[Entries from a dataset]

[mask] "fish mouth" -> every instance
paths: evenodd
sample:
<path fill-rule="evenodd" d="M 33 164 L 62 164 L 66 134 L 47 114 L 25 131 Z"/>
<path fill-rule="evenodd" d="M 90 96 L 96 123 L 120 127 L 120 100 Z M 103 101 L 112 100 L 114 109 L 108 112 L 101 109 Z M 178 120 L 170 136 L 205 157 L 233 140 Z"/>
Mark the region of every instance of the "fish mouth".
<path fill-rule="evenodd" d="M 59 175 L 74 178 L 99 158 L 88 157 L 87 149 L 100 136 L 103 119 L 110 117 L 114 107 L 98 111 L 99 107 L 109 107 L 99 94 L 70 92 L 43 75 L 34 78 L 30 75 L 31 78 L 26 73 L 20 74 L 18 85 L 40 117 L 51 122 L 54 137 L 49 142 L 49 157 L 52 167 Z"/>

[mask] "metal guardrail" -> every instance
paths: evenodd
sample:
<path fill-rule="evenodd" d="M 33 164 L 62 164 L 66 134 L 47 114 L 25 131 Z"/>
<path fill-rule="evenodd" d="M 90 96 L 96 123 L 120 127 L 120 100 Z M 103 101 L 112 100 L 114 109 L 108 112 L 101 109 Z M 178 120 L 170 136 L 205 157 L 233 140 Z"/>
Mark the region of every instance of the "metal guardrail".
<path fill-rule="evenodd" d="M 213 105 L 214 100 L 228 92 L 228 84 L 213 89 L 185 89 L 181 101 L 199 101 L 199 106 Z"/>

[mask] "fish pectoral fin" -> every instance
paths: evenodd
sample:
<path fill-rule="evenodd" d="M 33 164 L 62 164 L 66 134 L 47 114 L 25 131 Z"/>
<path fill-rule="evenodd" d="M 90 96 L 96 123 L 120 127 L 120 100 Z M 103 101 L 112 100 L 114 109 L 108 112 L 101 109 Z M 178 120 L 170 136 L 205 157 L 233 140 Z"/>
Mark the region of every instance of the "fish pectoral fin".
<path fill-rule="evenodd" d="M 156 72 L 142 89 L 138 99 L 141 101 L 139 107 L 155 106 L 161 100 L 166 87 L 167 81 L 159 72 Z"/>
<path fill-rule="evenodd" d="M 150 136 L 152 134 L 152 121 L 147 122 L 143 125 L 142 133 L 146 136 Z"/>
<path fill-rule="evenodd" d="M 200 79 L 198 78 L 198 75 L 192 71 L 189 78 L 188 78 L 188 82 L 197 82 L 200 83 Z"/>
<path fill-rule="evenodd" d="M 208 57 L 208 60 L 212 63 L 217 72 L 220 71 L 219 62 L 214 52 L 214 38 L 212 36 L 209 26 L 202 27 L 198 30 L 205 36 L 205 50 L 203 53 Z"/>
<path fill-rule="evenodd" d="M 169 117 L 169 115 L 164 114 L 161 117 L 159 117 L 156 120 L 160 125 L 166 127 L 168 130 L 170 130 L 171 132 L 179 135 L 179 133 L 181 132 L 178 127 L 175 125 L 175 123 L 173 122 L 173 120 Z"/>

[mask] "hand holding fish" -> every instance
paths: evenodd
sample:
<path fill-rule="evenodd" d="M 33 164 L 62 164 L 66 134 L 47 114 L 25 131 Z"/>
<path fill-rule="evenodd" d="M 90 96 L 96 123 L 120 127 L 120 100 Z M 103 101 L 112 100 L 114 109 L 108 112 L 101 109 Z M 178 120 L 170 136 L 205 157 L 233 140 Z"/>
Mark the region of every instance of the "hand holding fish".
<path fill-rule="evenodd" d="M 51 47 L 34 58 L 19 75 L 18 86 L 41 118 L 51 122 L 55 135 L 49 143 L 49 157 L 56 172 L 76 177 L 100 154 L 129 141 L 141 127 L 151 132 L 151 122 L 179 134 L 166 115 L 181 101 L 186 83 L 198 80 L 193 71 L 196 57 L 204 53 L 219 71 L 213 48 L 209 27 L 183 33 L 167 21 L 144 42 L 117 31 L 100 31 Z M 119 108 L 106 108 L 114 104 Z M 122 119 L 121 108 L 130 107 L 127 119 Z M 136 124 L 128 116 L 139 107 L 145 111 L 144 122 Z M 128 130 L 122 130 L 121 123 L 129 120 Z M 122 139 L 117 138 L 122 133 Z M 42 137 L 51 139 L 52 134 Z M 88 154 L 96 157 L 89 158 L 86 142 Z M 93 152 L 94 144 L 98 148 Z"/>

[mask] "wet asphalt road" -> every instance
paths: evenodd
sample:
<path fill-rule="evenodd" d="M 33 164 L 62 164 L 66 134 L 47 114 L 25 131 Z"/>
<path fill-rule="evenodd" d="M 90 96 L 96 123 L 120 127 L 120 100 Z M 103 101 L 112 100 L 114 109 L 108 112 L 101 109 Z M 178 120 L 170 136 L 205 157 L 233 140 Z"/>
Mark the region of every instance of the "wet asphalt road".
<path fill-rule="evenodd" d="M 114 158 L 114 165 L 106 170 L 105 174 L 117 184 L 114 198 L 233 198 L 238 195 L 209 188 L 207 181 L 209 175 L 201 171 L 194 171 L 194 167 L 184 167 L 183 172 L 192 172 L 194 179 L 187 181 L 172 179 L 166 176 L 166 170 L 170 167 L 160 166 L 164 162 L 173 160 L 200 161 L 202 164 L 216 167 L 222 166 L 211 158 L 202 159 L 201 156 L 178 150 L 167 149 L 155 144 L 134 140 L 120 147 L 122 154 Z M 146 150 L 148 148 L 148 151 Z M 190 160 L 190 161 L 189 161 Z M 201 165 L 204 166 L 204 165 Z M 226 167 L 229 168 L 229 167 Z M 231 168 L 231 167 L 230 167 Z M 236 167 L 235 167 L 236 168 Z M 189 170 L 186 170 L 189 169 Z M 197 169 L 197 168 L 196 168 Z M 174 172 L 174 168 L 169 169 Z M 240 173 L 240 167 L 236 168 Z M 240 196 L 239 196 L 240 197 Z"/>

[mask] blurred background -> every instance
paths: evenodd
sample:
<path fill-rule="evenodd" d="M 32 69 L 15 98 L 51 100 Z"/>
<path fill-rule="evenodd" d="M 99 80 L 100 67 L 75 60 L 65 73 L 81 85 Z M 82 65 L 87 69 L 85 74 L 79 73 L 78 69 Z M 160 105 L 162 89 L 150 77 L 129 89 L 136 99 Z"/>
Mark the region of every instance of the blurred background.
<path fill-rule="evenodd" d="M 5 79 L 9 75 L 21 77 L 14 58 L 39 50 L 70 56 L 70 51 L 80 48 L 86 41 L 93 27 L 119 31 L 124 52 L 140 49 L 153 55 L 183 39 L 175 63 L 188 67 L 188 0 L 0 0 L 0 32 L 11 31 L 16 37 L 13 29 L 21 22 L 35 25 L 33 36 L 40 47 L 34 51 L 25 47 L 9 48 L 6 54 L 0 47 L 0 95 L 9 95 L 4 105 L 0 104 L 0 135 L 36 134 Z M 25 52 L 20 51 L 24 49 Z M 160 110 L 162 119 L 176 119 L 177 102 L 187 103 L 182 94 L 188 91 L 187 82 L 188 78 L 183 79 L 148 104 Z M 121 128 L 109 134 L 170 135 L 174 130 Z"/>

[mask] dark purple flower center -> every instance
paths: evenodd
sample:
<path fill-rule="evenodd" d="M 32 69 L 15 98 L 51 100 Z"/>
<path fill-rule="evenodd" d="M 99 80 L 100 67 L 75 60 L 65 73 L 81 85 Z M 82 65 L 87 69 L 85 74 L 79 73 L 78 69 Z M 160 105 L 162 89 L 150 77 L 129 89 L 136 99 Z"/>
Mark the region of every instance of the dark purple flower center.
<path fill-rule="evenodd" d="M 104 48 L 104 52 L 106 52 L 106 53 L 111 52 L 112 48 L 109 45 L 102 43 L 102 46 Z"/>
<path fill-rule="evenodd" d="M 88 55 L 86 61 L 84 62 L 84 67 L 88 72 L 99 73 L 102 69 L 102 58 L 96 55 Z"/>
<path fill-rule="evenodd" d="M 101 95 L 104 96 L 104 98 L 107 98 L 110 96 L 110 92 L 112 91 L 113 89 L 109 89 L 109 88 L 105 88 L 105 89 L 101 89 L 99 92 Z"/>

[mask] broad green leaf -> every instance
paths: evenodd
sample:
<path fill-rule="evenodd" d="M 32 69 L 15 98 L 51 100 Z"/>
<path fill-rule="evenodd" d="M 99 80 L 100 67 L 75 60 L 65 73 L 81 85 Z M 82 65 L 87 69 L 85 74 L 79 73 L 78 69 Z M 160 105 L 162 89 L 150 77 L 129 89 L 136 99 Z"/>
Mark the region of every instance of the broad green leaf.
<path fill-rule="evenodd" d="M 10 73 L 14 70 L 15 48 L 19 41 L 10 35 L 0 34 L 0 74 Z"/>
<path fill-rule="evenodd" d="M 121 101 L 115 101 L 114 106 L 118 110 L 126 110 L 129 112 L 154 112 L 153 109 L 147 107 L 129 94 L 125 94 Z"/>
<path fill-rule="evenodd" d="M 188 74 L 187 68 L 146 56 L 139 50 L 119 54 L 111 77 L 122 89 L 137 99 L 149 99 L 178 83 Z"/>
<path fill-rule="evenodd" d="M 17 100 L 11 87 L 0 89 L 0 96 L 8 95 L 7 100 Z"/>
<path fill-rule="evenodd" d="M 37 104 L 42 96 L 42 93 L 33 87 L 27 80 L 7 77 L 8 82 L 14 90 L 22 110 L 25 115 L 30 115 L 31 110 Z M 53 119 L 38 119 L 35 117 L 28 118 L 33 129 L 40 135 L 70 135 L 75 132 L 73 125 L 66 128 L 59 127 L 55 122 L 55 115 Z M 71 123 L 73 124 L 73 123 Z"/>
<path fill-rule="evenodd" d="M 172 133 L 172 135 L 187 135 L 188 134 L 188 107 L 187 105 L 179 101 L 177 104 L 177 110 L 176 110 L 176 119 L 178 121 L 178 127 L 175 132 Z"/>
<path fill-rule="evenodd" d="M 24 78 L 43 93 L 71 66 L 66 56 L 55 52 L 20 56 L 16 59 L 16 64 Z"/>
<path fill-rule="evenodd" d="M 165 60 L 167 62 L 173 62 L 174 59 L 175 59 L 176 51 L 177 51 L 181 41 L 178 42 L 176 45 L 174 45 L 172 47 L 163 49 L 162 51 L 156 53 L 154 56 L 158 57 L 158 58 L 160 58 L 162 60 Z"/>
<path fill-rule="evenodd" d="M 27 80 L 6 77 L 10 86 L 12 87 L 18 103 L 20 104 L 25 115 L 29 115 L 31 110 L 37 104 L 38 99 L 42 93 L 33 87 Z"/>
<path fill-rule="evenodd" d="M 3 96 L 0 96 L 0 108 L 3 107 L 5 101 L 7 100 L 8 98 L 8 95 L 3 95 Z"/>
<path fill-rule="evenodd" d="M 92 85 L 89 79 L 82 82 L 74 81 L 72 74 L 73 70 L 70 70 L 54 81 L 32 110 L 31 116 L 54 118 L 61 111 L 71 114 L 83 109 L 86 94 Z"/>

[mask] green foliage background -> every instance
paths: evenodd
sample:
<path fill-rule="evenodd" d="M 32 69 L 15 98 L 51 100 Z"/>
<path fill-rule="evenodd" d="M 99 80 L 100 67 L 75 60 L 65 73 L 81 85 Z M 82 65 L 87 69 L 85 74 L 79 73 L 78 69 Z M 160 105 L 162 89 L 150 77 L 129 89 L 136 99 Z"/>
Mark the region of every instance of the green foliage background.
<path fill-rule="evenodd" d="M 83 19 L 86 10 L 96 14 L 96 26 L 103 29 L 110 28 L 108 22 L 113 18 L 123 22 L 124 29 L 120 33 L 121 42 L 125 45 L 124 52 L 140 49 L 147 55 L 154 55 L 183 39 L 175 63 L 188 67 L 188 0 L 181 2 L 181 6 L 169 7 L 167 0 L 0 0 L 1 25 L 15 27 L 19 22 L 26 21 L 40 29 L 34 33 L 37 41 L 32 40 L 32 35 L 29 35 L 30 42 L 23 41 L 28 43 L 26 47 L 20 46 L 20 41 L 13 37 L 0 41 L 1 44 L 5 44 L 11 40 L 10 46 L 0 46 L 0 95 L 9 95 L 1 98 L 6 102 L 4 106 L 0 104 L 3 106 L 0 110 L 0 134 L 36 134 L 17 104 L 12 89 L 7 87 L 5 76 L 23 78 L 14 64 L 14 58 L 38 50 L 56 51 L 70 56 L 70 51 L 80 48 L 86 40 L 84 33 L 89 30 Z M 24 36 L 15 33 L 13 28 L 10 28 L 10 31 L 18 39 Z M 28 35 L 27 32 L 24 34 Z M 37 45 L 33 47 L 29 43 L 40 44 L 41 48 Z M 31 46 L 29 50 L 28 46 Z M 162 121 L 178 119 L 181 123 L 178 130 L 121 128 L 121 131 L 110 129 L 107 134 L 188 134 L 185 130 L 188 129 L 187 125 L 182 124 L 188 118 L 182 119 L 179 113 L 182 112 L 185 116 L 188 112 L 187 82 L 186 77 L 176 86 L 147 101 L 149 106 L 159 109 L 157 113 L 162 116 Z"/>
---
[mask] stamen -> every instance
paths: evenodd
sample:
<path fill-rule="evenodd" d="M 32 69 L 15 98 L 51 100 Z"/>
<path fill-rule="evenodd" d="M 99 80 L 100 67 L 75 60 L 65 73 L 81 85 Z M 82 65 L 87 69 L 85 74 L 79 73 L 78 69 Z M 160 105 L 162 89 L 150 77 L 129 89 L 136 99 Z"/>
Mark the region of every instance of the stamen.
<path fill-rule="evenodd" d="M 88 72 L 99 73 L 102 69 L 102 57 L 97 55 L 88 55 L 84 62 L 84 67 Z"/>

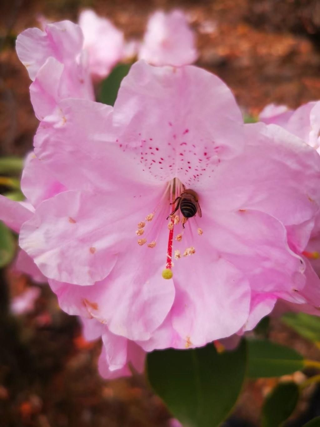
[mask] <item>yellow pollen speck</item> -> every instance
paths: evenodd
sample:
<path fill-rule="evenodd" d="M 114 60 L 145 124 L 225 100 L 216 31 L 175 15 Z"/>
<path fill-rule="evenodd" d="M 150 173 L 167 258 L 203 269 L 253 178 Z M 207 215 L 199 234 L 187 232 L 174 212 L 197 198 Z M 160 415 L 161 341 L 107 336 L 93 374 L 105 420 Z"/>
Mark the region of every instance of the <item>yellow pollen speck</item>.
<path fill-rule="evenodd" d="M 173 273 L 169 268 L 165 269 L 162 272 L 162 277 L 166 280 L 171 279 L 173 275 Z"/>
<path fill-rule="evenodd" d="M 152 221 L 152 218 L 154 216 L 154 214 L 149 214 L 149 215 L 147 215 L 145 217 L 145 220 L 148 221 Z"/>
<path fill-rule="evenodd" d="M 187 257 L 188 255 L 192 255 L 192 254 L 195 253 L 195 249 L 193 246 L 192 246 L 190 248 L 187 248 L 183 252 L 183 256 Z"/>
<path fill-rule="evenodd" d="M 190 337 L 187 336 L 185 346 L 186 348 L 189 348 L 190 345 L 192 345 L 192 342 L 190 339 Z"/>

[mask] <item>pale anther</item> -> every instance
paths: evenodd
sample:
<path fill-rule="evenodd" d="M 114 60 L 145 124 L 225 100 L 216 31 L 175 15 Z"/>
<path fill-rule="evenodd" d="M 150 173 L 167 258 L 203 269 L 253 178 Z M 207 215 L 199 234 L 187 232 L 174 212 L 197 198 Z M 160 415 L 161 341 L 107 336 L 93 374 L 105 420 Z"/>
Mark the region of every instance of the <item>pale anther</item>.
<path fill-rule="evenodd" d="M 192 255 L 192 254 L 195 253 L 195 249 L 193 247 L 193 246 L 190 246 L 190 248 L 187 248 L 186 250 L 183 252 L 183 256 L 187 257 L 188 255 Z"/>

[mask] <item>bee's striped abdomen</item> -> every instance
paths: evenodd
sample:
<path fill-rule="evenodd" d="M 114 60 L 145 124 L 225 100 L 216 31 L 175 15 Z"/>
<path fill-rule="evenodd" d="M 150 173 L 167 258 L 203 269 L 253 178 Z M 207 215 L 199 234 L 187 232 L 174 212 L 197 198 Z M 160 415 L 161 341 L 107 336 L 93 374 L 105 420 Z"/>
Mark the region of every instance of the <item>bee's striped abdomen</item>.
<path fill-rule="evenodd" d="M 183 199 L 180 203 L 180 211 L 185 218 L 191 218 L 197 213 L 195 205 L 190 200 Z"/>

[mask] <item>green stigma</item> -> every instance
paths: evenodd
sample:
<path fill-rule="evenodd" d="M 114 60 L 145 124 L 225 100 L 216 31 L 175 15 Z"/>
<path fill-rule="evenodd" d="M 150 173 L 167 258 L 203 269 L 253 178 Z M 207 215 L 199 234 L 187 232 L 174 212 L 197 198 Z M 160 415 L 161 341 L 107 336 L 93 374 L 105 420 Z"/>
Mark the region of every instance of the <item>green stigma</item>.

> **Do this**:
Can you repeat the stretch of records from the line containing "[mask] broad green leaf -> every instance" through the line containing "121 101 L 115", both included, without changing anything?

> **Complete answer**:
[mask] broad green leaf -> every instance
paths: evenodd
sample:
<path fill-rule="evenodd" d="M 32 69 L 15 98 L 51 100 Z"/>
<path fill-rule="evenodd" d="M 99 80 L 100 67 L 75 60 L 65 73 L 81 85 Z M 82 65 L 87 69 L 85 74 L 79 73 L 78 69 Z M 160 105 L 162 89 L 150 77 L 129 89 L 136 99 Z"/>
Mark the region of every instance of the broad green leaf.
<path fill-rule="evenodd" d="M 10 73 L 14 70 L 15 48 L 19 41 L 10 35 L 0 34 L 0 74 Z"/>
<path fill-rule="evenodd" d="M 121 101 L 115 101 L 114 106 L 118 110 L 126 110 L 129 112 L 154 112 L 153 109 L 147 107 L 129 94 L 125 94 Z"/>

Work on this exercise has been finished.